• [Exercise aim]: The data must be written out once more, precisely as given.

↓↓↓

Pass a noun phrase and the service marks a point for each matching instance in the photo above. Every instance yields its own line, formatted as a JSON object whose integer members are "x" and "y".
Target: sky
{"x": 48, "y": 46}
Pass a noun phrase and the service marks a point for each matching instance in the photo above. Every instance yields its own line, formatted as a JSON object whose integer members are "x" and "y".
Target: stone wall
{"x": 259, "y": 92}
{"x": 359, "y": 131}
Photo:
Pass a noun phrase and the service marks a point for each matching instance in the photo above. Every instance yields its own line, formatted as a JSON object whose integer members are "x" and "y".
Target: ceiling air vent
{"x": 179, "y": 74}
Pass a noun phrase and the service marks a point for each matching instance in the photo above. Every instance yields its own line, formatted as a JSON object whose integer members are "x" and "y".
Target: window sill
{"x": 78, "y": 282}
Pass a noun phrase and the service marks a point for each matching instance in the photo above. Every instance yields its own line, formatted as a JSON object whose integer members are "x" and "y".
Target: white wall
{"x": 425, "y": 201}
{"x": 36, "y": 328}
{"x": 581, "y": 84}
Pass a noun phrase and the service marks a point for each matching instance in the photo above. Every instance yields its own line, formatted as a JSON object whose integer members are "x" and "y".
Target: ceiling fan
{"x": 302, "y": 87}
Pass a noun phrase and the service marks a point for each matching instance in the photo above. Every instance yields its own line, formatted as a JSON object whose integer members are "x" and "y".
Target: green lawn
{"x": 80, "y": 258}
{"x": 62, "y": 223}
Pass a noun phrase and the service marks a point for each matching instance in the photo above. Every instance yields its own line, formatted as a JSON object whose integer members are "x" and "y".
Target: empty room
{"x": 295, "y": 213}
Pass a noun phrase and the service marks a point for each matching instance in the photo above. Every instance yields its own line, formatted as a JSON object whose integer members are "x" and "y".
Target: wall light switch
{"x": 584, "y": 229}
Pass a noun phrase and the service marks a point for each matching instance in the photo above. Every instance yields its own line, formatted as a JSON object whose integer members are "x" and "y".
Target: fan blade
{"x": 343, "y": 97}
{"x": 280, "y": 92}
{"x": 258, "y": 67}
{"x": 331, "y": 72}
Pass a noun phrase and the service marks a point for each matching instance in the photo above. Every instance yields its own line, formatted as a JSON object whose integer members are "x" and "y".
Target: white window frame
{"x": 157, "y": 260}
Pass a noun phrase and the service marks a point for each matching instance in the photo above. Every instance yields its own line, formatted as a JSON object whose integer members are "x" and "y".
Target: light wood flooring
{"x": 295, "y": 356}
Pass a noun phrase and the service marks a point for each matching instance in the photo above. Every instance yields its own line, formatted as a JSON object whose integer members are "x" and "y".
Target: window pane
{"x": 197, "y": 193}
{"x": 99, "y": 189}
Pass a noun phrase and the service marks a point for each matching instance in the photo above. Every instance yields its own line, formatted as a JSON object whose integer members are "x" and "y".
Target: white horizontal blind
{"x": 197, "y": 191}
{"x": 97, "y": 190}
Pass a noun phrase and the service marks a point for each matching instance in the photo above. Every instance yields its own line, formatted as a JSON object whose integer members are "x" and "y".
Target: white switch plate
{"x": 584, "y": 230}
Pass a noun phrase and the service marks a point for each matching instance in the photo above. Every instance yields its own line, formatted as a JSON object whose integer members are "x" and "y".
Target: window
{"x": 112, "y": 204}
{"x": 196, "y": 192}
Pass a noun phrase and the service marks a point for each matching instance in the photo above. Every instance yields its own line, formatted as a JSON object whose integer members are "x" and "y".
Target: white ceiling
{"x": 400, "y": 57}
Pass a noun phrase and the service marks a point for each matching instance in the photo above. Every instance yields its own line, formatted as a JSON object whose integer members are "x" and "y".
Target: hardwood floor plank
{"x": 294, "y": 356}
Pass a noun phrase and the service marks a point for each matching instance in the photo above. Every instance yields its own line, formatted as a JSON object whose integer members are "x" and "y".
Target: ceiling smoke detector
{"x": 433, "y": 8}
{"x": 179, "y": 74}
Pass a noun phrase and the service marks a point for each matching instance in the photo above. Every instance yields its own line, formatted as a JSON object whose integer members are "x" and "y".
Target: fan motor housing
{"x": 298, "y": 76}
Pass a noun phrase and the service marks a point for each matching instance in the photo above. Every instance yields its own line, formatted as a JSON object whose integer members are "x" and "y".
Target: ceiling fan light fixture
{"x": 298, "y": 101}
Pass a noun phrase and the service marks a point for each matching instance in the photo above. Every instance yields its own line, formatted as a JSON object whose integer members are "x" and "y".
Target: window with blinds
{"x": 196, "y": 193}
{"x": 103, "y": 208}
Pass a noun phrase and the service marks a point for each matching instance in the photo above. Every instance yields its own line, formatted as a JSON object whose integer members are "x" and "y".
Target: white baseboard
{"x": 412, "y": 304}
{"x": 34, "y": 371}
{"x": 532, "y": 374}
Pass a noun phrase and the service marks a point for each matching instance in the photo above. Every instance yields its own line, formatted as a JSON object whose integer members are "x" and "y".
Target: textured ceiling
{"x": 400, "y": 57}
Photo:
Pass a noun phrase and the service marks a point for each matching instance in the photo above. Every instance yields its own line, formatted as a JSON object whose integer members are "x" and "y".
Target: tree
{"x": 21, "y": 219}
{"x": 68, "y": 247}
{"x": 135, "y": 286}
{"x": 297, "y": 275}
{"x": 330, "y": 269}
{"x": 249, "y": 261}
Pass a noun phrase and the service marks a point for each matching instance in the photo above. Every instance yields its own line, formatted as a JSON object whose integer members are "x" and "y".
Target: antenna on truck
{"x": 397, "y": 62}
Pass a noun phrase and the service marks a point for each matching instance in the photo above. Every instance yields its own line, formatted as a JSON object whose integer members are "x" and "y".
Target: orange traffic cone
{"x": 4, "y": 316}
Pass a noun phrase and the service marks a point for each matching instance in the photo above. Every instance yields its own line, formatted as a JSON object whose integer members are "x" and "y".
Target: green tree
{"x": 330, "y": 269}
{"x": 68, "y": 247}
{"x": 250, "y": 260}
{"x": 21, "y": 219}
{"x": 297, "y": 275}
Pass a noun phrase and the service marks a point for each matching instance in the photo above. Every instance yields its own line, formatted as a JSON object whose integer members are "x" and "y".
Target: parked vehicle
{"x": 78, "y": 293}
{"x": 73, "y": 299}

↑↑↑

• [Output]:
Pass a noun phrase and the service marks a point for each matching instance in the photo above. Every instance yields its own line, formatted as a JSON object whose integer members are "x" and "y".
Target: sky
{"x": 48, "y": 46}
Pass a noun phrase and the service marks a point for each matching instance in the photo above. Every instance yields its own line, formatted as a JSON object whose integer members are "x" and "y".
Target: stone wall
{"x": 259, "y": 92}
{"x": 359, "y": 131}
Photo:
Pass a noun phrase and the service marks a point for each matching instance in the photo above. Every instance yields its own line, formatted as a JSON object whose integer members are "x" and "y".
Target: ceiling air vent
{"x": 179, "y": 74}
Pass a noun phrase and the service marks a point for each matching instance in the photo above. Every instance yields its own line, formatted as a JSON object whose integer members are "x" and "y".
Target: window sill
{"x": 78, "y": 282}
Pass a noun phrase and the service marks a point for each matching instance in the photo above. Every instance yields its own line, formatted as a JSON object whose integer members are "x" and "y".
Target: white wall
{"x": 425, "y": 201}
{"x": 36, "y": 328}
{"x": 581, "y": 84}
Pass a noun phrase and the service marks a point for each matching instance in the photo above. Every instance yields its own line, formatted as a JSON object whose integer members are "x" and "y".
Target: ceiling fan
{"x": 302, "y": 87}
Pass a noun phrase and the service marks a point for each matching instance in the photo above. Every instance yields its own line, formatted as a JSON object whose integer members are "x" and "y".
Target: green lawn
{"x": 80, "y": 258}
{"x": 62, "y": 223}
Pass a noun phrase and the service marks a point for each matching instance in the photo above. Every instance yields its own line, formatted as a JSON object whose integer members are "x" and "y".
Target: empty room
{"x": 295, "y": 213}
Pass a noun phrase and the service marks a point for each matching instance in the photo above. Every instance yields its own line, formatted as a JSON object whose integer members are "x" and "y".
Target: wall light switch
{"x": 584, "y": 229}
Pass a noun phrase and the service marks a point for each matching instance in the photo above. Every instance yields its own line, formatted as a JSON object whose integer members are "x" and "y".
Target: fan blade
{"x": 343, "y": 97}
{"x": 280, "y": 92}
{"x": 258, "y": 67}
{"x": 331, "y": 72}
Pass a noun phrase and the service marks a point for each matching instance in the photo above. Every instance yields its own line, formatted as a JSON object whose integer members are "x" and "y".
Target: white window frame
{"x": 157, "y": 260}
Pass a noun phrase and the service marks a point for each matching instance in the photo above. Every instance yields its own line, formatted as a JSON object whose integer members are "x" and "y".
Target: light wood flooring
{"x": 295, "y": 356}
Pass a noun phrase and the service marks a point for each matching instance in the photo above. Every instance yields its own line, formatted as a JSON object whose integer members are "x" and "y".
Target: window pane
{"x": 197, "y": 193}
{"x": 99, "y": 189}
Pass a noun phrase and the service marks a point for each matching instance in the photo above. Every instance yields its own line, formatted as a JSON object whose integer members are "x" and "y".
Target: white horizontal blind
{"x": 197, "y": 191}
{"x": 97, "y": 190}
Pass a noun phrase and the service marks a point for each matching instance in the photo above. Every instance yields its own line, formatted as a JSON object whose integer members are "x" and "y".
Target: white switch plate
{"x": 584, "y": 230}
Pass a noun phrase and the service marks a point for each matching instance in the photo above. Every instance yields its own line, formatted as a JSON object whose integer members are "x" and "y".
Target: window
{"x": 112, "y": 204}
{"x": 196, "y": 192}
Pass a noun phrase and the service marks a point for each matching instance in the photo above. Every instance yields its own line, formatted as a JSON object whose integer members are "x" and "y".
Target: white ceiling
{"x": 400, "y": 57}
Pass a noun phrase and the service marks a point for each matching instance in the photo above. Every instance yields its own line, formatted as a JSON object whose integer members are "x" and "y".
Target: hardwood floor plank
{"x": 294, "y": 356}
Pass a noun phrase and the service marks a point for each matching instance in the photo above. Every instance yields its own line, formatted as a JSON object whose integer members are "x" and "y".
Target: ceiling smoke detector
{"x": 433, "y": 8}
{"x": 179, "y": 74}
Pass a noun phrase and the service marks a point for each matching instance in the photo above. Every instance yields its own line, formatted as a JSON object whose integer members are "x" and "y".
Target: fan motor housing
{"x": 298, "y": 76}
Pass a noun phrase and the service marks a point for each matching instance in the photo above. Every instance yields its own line, formatted as a JSON object whose integer members are "x" and "y".
Target: ceiling fan light fixture
{"x": 298, "y": 101}
Pass a noun phrase and the service marks a point for each matching instance in the photo above. Every instance yields its own line, formatted as a JSON object whose integer members are "x" and "y".
Target: window with blinds
{"x": 196, "y": 193}
{"x": 103, "y": 208}
Pass a noun phrase and the service marks a point for each matching instance in the photo above. Every instance yields its own line, formatted as a JSON object whose integer members are "x" and "y".
Target: white baseboard
{"x": 412, "y": 304}
{"x": 34, "y": 371}
{"x": 532, "y": 374}
Pass a noun phrase and the service marks a point for each matching instance in the photo above. Every instance yields its own line, formatted as a JSON object whose integer members are "x" and "y".
Target: textured ceiling
{"x": 400, "y": 57}
Photo:
Pass a noun phrase and the service marks a point for each matching instance in the photo above. Every instance yields its own line, formatted as a JSON object whose integer members are "x" and "y".
Target: tree
{"x": 21, "y": 219}
{"x": 68, "y": 247}
{"x": 135, "y": 286}
{"x": 297, "y": 275}
{"x": 330, "y": 269}
{"x": 249, "y": 261}
Pass a noun phrase and the service marks a point for each matching instance in the photo above. Every instance yields its own line, formatted as a JSON object whose integer members are "x" and "y".
Target: antenna on truck
{"x": 397, "y": 62}
Pass a noun phrase and the service marks a point for each matching instance in the photo above. Every instance yields its own line, formatted as a JSON object whose integer members are "x" and "y".
Target: orange traffic cone
{"x": 4, "y": 316}
Pass a noun phrase and the service marks a point for each matching instance in the photo above. Every instance yields its own line, formatted as a JSON object whose integer members are "x" and "y".
Target: green tree
{"x": 330, "y": 269}
{"x": 68, "y": 247}
{"x": 250, "y": 260}
{"x": 21, "y": 219}
{"x": 297, "y": 275}
Pass a noun phrase and the service marks a point for each matching instance in the photo above. Every instance yields its own line, formatted as a JSON object whose integer members are "x" and "y".
Target: parked vehicle
{"x": 78, "y": 293}
{"x": 73, "y": 299}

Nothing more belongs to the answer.